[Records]

------------

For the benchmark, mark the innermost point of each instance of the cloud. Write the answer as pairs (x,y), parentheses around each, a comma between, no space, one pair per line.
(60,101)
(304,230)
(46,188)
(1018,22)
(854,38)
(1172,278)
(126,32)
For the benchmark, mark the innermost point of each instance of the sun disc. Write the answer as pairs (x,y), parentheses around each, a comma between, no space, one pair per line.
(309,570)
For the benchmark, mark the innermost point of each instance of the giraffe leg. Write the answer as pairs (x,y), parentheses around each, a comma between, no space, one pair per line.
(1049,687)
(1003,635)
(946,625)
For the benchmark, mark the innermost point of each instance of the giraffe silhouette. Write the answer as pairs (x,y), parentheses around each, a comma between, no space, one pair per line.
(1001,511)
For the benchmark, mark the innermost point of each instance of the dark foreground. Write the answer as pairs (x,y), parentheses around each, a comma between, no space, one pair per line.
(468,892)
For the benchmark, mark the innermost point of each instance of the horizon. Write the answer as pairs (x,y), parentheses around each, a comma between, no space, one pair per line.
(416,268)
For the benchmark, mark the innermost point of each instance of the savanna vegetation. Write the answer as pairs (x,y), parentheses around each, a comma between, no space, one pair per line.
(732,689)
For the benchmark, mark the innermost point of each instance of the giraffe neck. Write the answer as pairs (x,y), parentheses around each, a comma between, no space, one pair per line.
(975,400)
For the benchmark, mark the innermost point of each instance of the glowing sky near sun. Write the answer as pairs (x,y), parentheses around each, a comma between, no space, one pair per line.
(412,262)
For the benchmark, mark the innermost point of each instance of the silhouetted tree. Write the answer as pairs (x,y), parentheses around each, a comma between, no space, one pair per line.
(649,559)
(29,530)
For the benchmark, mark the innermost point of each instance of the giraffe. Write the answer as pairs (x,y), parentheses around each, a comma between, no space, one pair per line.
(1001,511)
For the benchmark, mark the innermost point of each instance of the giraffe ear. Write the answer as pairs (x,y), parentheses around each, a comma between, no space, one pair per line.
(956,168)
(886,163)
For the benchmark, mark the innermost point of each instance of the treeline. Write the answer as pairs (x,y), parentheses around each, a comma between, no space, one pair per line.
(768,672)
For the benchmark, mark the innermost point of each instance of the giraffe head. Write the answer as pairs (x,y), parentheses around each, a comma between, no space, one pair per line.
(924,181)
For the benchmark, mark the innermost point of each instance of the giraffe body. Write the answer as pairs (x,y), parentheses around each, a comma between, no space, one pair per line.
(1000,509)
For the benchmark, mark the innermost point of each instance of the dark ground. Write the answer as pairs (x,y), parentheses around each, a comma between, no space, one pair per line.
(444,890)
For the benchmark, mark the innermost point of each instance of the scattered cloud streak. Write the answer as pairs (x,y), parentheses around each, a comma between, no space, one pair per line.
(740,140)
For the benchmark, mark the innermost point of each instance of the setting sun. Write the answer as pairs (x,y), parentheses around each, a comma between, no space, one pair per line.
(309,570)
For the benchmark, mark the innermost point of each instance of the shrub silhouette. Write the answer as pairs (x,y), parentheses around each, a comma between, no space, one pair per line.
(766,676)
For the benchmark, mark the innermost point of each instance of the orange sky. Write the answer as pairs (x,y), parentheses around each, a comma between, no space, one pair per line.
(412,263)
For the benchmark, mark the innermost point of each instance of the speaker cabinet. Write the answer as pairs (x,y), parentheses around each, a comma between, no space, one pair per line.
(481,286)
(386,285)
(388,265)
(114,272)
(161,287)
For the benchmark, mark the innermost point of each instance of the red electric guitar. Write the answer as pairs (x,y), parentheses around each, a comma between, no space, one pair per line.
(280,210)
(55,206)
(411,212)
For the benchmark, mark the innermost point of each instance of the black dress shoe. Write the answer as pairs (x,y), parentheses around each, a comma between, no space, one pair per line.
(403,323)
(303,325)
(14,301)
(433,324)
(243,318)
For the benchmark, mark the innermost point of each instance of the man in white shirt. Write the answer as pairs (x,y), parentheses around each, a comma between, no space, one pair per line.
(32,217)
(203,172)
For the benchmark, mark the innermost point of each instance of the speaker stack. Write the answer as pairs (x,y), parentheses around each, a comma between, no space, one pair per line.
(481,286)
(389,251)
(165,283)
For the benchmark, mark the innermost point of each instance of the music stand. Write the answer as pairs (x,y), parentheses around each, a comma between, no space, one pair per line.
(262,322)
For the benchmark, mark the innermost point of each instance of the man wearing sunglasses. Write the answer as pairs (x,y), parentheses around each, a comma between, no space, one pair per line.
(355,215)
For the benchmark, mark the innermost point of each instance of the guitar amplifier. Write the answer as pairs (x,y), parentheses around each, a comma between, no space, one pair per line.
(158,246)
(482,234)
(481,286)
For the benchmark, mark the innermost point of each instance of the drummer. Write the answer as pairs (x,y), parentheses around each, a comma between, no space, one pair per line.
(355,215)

------------

Description of the task: Reproduce every line of the material above verbatim, from beginning to end.

Result of this exercise:
For the benchmark, mark the innermost point of each instance of the cloud. Write the answer as pairs (x,y), parentheses around each, a comma between, no space, one pair per line.
(60,101)
(304,230)
(46,188)
(1018,22)
(854,38)
(1172,278)
(126,32)
For the benchmark, mark the innermost point of each instance of the sun disc. Write the answer as pairs (x,y), parentheses around each, a comma between, no space, one pair per line.
(309,570)
For the benchmark, mark the innermost point of each instance of the giraffe leg. Write the answer as pairs (x,y), parentheses around each, a comma between, no space, one pair per line.
(1049,687)
(1003,635)
(946,625)
For the benchmark, mark the innermost point of each instance of the giraffe silhouette. Write the answer as pairs (x,y), parentheses around each, a comma between, no space, one pair per line.
(1001,511)
For the benchmark, mark the innermost point of each instance of the dark foreground. Write the answer as pairs (x,y), parentheses around each, a comma between, no space, one pair per line.
(468,892)
For the benchmark, mark the innermost point of each instance of the horizon. Write the answer as pairs (x,y), parentheses around each, a comma between, no space, one pair per line.
(416,268)
For the benchmark, mark the innermost point of each instance of the savanna vegetation. Write the answer as pairs (x,y), parentheses around each, a comma between, no space, one pair per line.
(732,689)
For the benchmark, mark the innermost point of each instance of the giraffe neck. Write the answer as pairs (x,y), parentheses around each, a comma between, no space, one pair per line.
(975,400)
For the benchmark, mark the innermost point of each instance of the glowing sky near sun. Write the answer as pairs (x,y), parentheses around each, a comma between, no space, one pair per line.
(412,262)
For the benchmark, mark the innermost point of each instance of the silhouetted tree. Write the answer as pairs (x,y), parentheses around each, a comma between, no space, one pair per line.
(649,559)
(29,530)
For the benchmark, mark the innermost point of each instance of the giraffe. Write the answer as pairs (x,y), parentheses around each, a comma between, no space, one pair per line.
(1001,511)
For the benchmark, mark the innermost point of each instance of the giraffe ear. Write the answer as pairs (x,y), parentheses around each, a comma between, no space, one pair per line.
(956,168)
(886,163)
For the benchmark, mark the innermost point of each instance of the treeline. Write the answer as pairs (x,y), parentheses around each, a comma between, no space, one pair per line.
(768,672)
For the benchmark, mark the innermost point of each instance of the giraffe head. Write the answer as pairs (x,y), parentheses around each, a comma between, no space, one pair per line.
(924,181)
For the benchmark, mark the innermost point of each instance of the giraffe body. Write the answer as pairs (x,y), parentheses around each, a comma between, no space, one pair per line.
(1000,509)
For the benchmark, mark the innermost point of each instance of the dark ground. Write the answer as pairs (x,y), parentheses around each, a comma between, no space, one pair per line.
(444,890)
For the benchmark, mark the innermost point of each instance of the scattered cloud streak. Write the answer as pairs (x,y), parentheses around each, a comma between, no space, one pair per line.
(740,140)
For the benchmark, mark the innermost point of each instance of the setting sun. Write the answer as pairs (x,y), parentheses around each, a comma between, no space, one pair per line.
(309,570)
For the benchmark, mark the innermost point of each instance of the shrub silhouette. Write the answer as pairs (x,y), parentheses around each, a comma between, no space, one pair per line.
(766,676)
For the benchmark, mark the innermost point of each instance of the orange sky. Write the answer as pairs (x,y), parentheses around each, a comma between, no space, one pair per line.
(412,263)
For the benchmark, mark the innermost point of each instance of the speaker cabinet. Write the answer as pairs (x,y), parentheses around each, a comma between, no space, one pair per line.
(481,286)
(386,285)
(388,265)
(114,272)
(161,287)
For the benchmark, mark the innermost point of each instance of the red electric guitar. Write the answer as pairs (x,y), parentheses around each, a comma between, no space, one pair per line.
(280,210)
(55,206)
(411,212)
For the benchmark, mark the innermost point of each instance of the black dress shoe. Write the answer as pairs (x,y), parentheses around each, a comma between, no space, one pair per line.
(403,323)
(303,325)
(14,301)
(433,324)
(243,318)
For the benchmark, mark the innermost point of each instance of the man in white shirt. Write the answer as pairs (x,y), parentheses around each, a comma between, no space, one pair per line.
(32,217)
(203,172)
For the benchmark, mark the innermost point of each instance of the speaker stack. Write the answer as pairs (x,y), parentheses around each, a comma between, no space, one pair per line.
(481,286)
(389,251)
(165,283)
For the benchmark, mark the innermost point of each instance of the music stand. Write the answer as pairs (x,y), parentheses around each, a comma between, no space, one pair per line.
(262,322)
For the benchmark, mark the innermost point of each instance of the man wearing sunglasses. Write the answer as pairs (x,y), parentheses around each, a comma between, no space, one pair per line.
(355,215)
For the benchmark, mark the innermost point of each instance of the guitar amplifier. Write the answer as pairs (x,y), parentheses around each, a comma between, no space, one pair per line.
(158,246)
(482,234)
(481,286)
For the benchmark, mark the innermost point of each instance of the drummer. Write the answer as pairs (x,y), parentheses around each, a comma between, no space, one pair per line.
(355,215)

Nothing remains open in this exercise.